:: Exercise prompt ::
Please write out these lines unchanged, starting with the line that contains "Can you find the firefighter?" and going on through the line that contains "[[516, 230]]", with both of those lines included. Give only that stretch of lines.

:: The input ::
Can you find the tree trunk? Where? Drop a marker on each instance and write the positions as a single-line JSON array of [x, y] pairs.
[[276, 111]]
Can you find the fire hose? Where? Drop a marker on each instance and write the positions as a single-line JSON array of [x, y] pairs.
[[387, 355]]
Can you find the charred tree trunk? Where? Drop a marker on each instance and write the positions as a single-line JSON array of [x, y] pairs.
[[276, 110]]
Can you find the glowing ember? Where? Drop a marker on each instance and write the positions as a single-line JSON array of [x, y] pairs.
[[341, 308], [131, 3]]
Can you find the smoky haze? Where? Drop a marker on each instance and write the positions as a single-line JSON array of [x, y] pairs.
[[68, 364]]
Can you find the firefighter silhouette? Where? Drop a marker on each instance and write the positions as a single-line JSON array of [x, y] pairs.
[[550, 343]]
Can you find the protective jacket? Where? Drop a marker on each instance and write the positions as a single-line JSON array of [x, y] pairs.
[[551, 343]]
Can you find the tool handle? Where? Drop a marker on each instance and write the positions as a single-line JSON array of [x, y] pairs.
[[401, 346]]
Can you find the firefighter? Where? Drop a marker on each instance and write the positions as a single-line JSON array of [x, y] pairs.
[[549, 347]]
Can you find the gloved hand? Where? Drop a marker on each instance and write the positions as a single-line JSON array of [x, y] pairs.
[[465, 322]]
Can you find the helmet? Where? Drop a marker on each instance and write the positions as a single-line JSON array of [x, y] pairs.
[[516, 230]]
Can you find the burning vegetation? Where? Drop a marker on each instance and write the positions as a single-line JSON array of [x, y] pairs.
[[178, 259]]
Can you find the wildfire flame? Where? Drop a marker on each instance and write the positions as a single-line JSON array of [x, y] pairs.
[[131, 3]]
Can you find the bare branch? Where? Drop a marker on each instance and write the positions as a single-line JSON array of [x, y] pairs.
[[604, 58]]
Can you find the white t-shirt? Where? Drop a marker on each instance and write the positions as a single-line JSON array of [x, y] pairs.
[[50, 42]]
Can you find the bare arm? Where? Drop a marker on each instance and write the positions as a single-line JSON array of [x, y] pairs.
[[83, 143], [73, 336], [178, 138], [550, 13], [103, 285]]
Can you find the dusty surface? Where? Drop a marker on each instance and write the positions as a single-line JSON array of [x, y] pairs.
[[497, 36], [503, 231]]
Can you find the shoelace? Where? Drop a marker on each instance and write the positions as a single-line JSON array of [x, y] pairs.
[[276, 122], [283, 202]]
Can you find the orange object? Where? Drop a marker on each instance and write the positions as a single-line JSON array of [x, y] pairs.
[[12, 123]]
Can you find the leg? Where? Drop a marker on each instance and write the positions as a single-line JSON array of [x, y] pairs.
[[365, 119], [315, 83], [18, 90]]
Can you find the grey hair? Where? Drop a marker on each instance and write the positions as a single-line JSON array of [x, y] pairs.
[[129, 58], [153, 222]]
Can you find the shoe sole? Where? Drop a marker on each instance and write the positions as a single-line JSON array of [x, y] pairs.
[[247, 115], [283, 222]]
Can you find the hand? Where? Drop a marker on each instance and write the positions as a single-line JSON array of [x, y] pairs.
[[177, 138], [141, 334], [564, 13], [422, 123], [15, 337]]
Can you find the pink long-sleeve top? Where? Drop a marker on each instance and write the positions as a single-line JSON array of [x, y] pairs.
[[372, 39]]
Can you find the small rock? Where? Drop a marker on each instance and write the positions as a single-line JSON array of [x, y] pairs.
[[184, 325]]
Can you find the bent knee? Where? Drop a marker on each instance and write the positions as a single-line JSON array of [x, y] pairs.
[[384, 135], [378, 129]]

:: Solution to this exercise ::
Can you find the firefighter? Where? Drop a marker on each instance and write the positions as a single-line JSON array of [x, y] pairs.
[[549, 347]]
Can you find the gloved hand? Where? Drop a marker on each instance and write the positions as a single-line JSON array of [x, y] pairs.
[[465, 322]]
Can you find the helmet? Where? Drop a marker on each instance and write the positions as a single-line JSON array of [x, y] pairs.
[[516, 230]]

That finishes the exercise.